>> begin

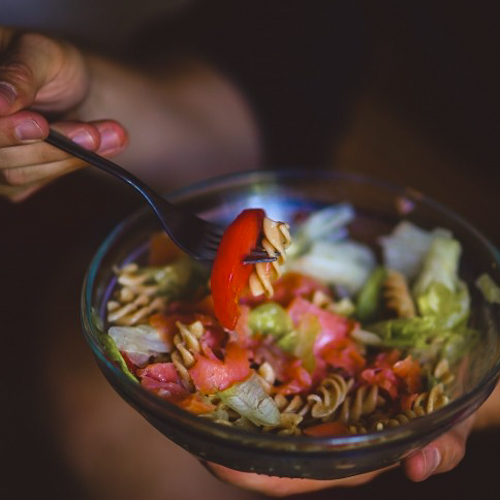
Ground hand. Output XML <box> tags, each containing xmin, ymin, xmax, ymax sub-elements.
<box><xmin>0</xmin><ymin>28</ymin><xmax>127</xmax><ymax>201</ymax></box>
<box><xmin>205</xmin><ymin>417</ymin><xmax>474</xmax><ymax>497</ymax></box>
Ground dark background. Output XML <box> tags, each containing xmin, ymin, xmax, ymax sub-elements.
<box><xmin>0</xmin><ymin>0</ymin><xmax>500</xmax><ymax>500</ymax></box>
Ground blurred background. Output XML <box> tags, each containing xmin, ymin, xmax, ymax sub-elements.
<box><xmin>0</xmin><ymin>0</ymin><xmax>500</xmax><ymax>500</ymax></box>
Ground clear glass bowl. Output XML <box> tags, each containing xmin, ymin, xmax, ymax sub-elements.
<box><xmin>81</xmin><ymin>170</ymin><xmax>500</xmax><ymax>479</ymax></box>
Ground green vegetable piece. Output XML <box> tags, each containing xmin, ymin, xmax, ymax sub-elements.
<box><xmin>219</xmin><ymin>373</ymin><xmax>280</xmax><ymax>426</ymax></box>
<box><xmin>248</xmin><ymin>302</ymin><xmax>293</xmax><ymax>338</ymax></box>
<box><xmin>365</xmin><ymin>317</ymin><xmax>436</xmax><ymax>348</ymax></box>
<box><xmin>413</xmin><ymin>236</ymin><xmax>462</xmax><ymax>300</ymax></box>
<box><xmin>278</xmin><ymin>314</ymin><xmax>321</xmax><ymax>373</ymax></box>
<box><xmin>355</xmin><ymin>267</ymin><xmax>387</xmax><ymax>323</ymax></box>
<box><xmin>91</xmin><ymin>310</ymin><xmax>138</xmax><ymax>383</ymax></box>
<box><xmin>441</xmin><ymin>327</ymin><xmax>480</xmax><ymax>364</ymax></box>
<box><xmin>476</xmin><ymin>273</ymin><xmax>500</xmax><ymax>304</ymax></box>
<box><xmin>417</xmin><ymin>281</ymin><xmax>470</xmax><ymax>329</ymax></box>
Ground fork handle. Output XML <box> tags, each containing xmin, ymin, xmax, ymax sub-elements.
<box><xmin>45</xmin><ymin>129</ymin><xmax>179</xmax><ymax>219</ymax></box>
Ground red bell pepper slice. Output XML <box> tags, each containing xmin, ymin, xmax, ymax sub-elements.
<box><xmin>211</xmin><ymin>208</ymin><xmax>265</xmax><ymax>330</ymax></box>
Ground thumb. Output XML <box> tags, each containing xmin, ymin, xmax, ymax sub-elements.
<box><xmin>0</xmin><ymin>30</ymin><xmax>88</xmax><ymax>116</ymax></box>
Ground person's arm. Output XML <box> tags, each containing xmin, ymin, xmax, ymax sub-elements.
<box><xmin>0</xmin><ymin>29</ymin><xmax>259</xmax><ymax>200</ymax></box>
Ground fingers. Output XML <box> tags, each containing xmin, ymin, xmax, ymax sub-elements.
<box><xmin>204</xmin><ymin>463</ymin><xmax>386</xmax><ymax>497</ymax></box>
<box><xmin>0</xmin><ymin>118</ymin><xmax>128</xmax><ymax>201</ymax></box>
<box><xmin>0</xmin><ymin>30</ymin><xmax>88</xmax><ymax>116</ymax></box>
<box><xmin>403</xmin><ymin>417</ymin><xmax>474</xmax><ymax>482</ymax></box>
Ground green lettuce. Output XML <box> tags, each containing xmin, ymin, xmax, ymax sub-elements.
<box><xmin>218</xmin><ymin>374</ymin><xmax>280</xmax><ymax>426</ymax></box>
<box><xmin>248</xmin><ymin>302</ymin><xmax>293</xmax><ymax>338</ymax></box>
<box><xmin>278</xmin><ymin>314</ymin><xmax>321</xmax><ymax>373</ymax></box>
<box><xmin>355</xmin><ymin>266</ymin><xmax>387</xmax><ymax>323</ymax></box>
<box><xmin>413</xmin><ymin>236</ymin><xmax>461</xmax><ymax>302</ymax></box>
<box><xmin>417</xmin><ymin>281</ymin><xmax>470</xmax><ymax>329</ymax></box>
<box><xmin>91</xmin><ymin>310</ymin><xmax>138</xmax><ymax>383</ymax></box>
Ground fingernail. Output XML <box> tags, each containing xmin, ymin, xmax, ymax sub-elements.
<box><xmin>99</xmin><ymin>128</ymin><xmax>121</xmax><ymax>154</ymax></box>
<box><xmin>424</xmin><ymin>447</ymin><xmax>441</xmax><ymax>477</ymax></box>
<box><xmin>15</xmin><ymin>120</ymin><xmax>43</xmax><ymax>141</ymax></box>
<box><xmin>0</xmin><ymin>82</ymin><xmax>17</xmax><ymax>104</ymax></box>
<box><xmin>70</xmin><ymin>130</ymin><xmax>95</xmax><ymax>149</ymax></box>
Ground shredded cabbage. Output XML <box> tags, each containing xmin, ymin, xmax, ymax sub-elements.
<box><xmin>288</xmin><ymin>240</ymin><xmax>375</xmax><ymax>295</ymax></box>
<box><xmin>109</xmin><ymin>325</ymin><xmax>172</xmax><ymax>367</ymax></box>
<box><xmin>219</xmin><ymin>374</ymin><xmax>280</xmax><ymax>426</ymax></box>
<box><xmin>379</xmin><ymin>221</ymin><xmax>450</xmax><ymax>280</ymax></box>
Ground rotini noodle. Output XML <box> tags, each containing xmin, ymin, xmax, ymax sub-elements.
<box><xmin>171</xmin><ymin>321</ymin><xmax>203</xmax><ymax>389</ymax></box>
<box><xmin>307</xmin><ymin>373</ymin><xmax>352</xmax><ymax>418</ymax></box>
<box><xmin>336</xmin><ymin>385</ymin><xmax>385</xmax><ymax>424</ymax></box>
<box><xmin>107</xmin><ymin>264</ymin><xmax>166</xmax><ymax>326</ymax></box>
<box><xmin>384</xmin><ymin>269</ymin><xmax>416</xmax><ymax>318</ymax></box>
<box><xmin>249</xmin><ymin>217</ymin><xmax>292</xmax><ymax>297</ymax></box>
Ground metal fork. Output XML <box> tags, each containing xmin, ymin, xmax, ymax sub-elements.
<box><xmin>45</xmin><ymin>130</ymin><xmax>277</xmax><ymax>264</ymax></box>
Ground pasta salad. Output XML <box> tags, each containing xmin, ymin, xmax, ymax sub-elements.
<box><xmin>102</xmin><ymin>204</ymin><xmax>477</xmax><ymax>436</ymax></box>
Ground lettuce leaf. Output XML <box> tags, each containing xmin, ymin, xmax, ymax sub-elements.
<box><xmin>379</xmin><ymin>221</ymin><xmax>451</xmax><ymax>280</ymax></box>
<box><xmin>218</xmin><ymin>373</ymin><xmax>280</xmax><ymax>426</ymax></box>
<box><xmin>248</xmin><ymin>302</ymin><xmax>293</xmax><ymax>338</ymax></box>
<box><xmin>278</xmin><ymin>314</ymin><xmax>321</xmax><ymax>373</ymax></box>
<box><xmin>287</xmin><ymin>203</ymin><xmax>355</xmax><ymax>258</ymax></box>
<box><xmin>287</xmin><ymin>241</ymin><xmax>375</xmax><ymax>295</ymax></box>
<box><xmin>476</xmin><ymin>273</ymin><xmax>500</xmax><ymax>304</ymax></box>
<box><xmin>355</xmin><ymin>266</ymin><xmax>387</xmax><ymax>323</ymax></box>
<box><xmin>412</xmin><ymin>236</ymin><xmax>462</xmax><ymax>302</ymax></box>
<box><xmin>91</xmin><ymin>310</ymin><xmax>139</xmax><ymax>383</ymax></box>
<box><xmin>417</xmin><ymin>281</ymin><xmax>470</xmax><ymax>329</ymax></box>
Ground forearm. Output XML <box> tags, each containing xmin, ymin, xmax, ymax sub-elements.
<box><xmin>78</xmin><ymin>57</ymin><xmax>260</xmax><ymax>189</ymax></box>
<box><xmin>474</xmin><ymin>378</ymin><xmax>500</xmax><ymax>429</ymax></box>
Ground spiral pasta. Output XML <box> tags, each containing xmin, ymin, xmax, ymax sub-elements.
<box><xmin>249</xmin><ymin>217</ymin><xmax>292</xmax><ymax>297</ymax></box>
<box><xmin>307</xmin><ymin>373</ymin><xmax>353</xmax><ymax>418</ymax></box>
<box><xmin>336</xmin><ymin>385</ymin><xmax>385</xmax><ymax>424</ymax></box>
<box><xmin>368</xmin><ymin>383</ymin><xmax>449</xmax><ymax>431</ymax></box>
<box><xmin>384</xmin><ymin>269</ymin><xmax>416</xmax><ymax>318</ymax></box>
<box><xmin>171</xmin><ymin>321</ymin><xmax>203</xmax><ymax>389</ymax></box>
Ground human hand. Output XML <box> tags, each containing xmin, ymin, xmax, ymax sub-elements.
<box><xmin>202</xmin><ymin>417</ymin><xmax>474</xmax><ymax>497</ymax></box>
<box><xmin>0</xmin><ymin>28</ymin><xmax>127</xmax><ymax>201</ymax></box>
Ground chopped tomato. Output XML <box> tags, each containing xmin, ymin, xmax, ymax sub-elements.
<box><xmin>322</xmin><ymin>338</ymin><xmax>366</xmax><ymax>375</ymax></box>
<box><xmin>276</xmin><ymin>358</ymin><xmax>313</xmax><ymax>395</ymax></box>
<box><xmin>211</xmin><ymin>209</ymin><xmax>265</xmax><ymax>330</ymax></box>
<box><xmin>304</xmin><ymin>422</ymin><xmax>349</xmax><ymax>437</ymax></box>
<box><xmin>137</xmin><ymin>363</ymin><xmax>188</xmax><ymax>401</ymax></box>
<box><xmin>177</xmin><ymin>393</ymin><xmax>217</xmax><ymax>415</ymax></box>
<box><xmin>361</xmin><ymin>349</ymin><xmax>401</xmax><ymax>399</ymax></box>
<box><xmin>189</xmin><ymin>342</ymin><xmax>251</xmax><ymax>394</ymax></box>
<box><xmin>287</xmin><ymin>297</ymin><xmax>353</xmax><ymax>356</ymax></box>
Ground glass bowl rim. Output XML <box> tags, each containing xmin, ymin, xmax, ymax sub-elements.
<box><xmin>80</xmin><ymin>168</ymin><xmax>500</xmax><ymax>453</ymax></box>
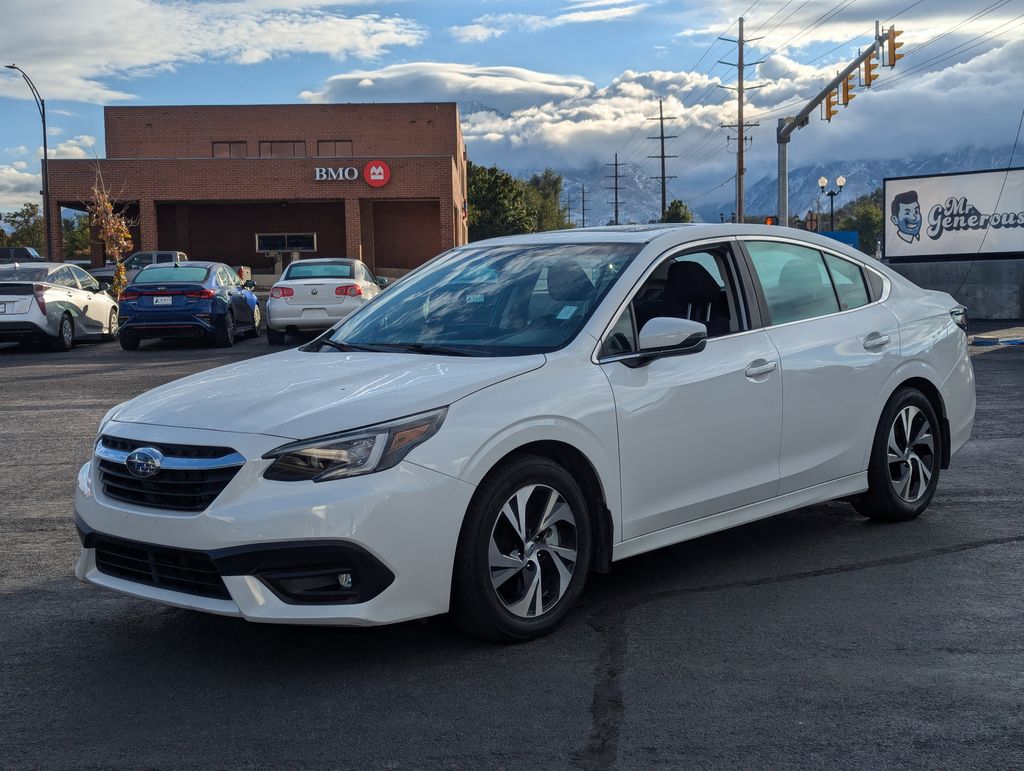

>> end

**EXERCISE AIM:** Copy the records from the line containing "Ground glass bowl" through the end of the records, both ends included, with "rim" switched to "edge" and nothing else changed. Leave the pictures out.

**TASK SOLUTION:**
Ground glass bowl edge. Output XML <box> tags, each containing xmin, ymin, xmax, ymax sub-elements.
<box><xmin>80</xmin><ymin>168</ymin><xmax>500</xmax><ymax>453</ymax></box>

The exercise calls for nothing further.